Document passage>
▬▬▬▬▬▬▬▬▬▬
So with the all-star teams to be announced on Sunday, and with Dmitri Young as the Nationals' clear choice, I got to thinking about the Nationals' own all-star team. No, not some group of former Nats that might make good all-stars (aside from Soriano, are there any?).

Rather, this would be the guys who, over the first half of the season, have killed the Nationals. As Washington develops as a baseball town - and you guys are obviously ahead of the curve, and you can help me out here - we'll be able to identify "Nationals Killers", guys who might be average against everyone else but seem to just throttle your home-town boys. You become infatuated with them. I remember when Joe Carter was with Cleveland, it felt like he hit two homers every game against the Red Sox (when I had a rooting interest in that outfit). I think a few guys on this list qualify already (I'll let y'all pick). Usually would be in the same division, etc., so you're real, real familiar with (read: sick of) them.
▬▬▬▬▬▬▬▬▬▬
Raw data>
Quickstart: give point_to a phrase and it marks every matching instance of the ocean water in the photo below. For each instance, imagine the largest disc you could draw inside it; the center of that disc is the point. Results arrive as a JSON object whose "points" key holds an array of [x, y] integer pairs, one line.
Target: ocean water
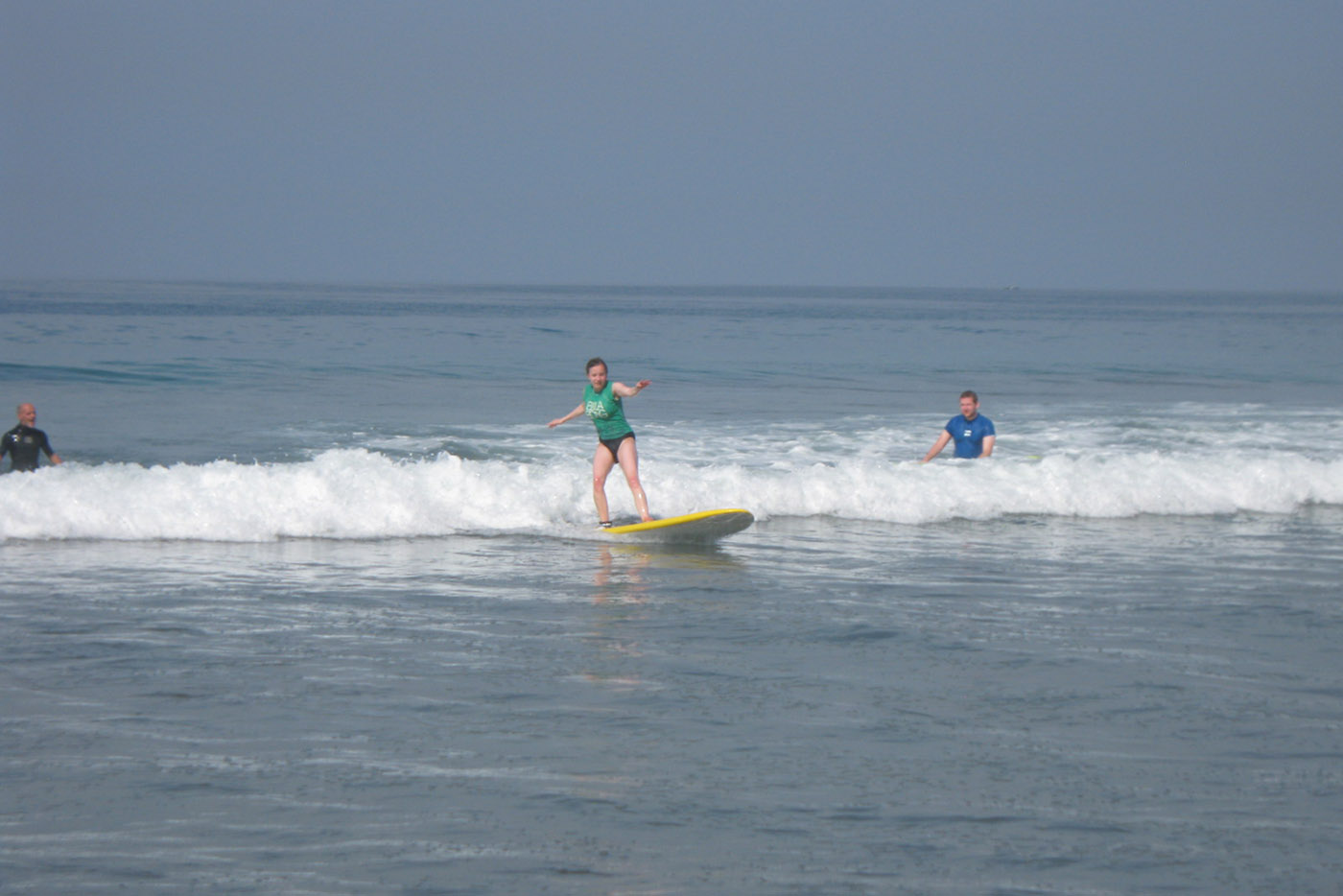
▬▬▬▬▬▬▬▬▬▬
Aim>
Answer these questions about the passage on the Nationals:
(a) On what day are the all-star teams to be announced?
(b) Who is named as the Nationals' clear all-star choice?
(c) Which player, while with Cleveland, seemed to hit two homers every game against the Red Sox?
The material has no role in what follows.

Exercise output>
(a) Sunday
(b) Dmitri Young
(c) Joe Carter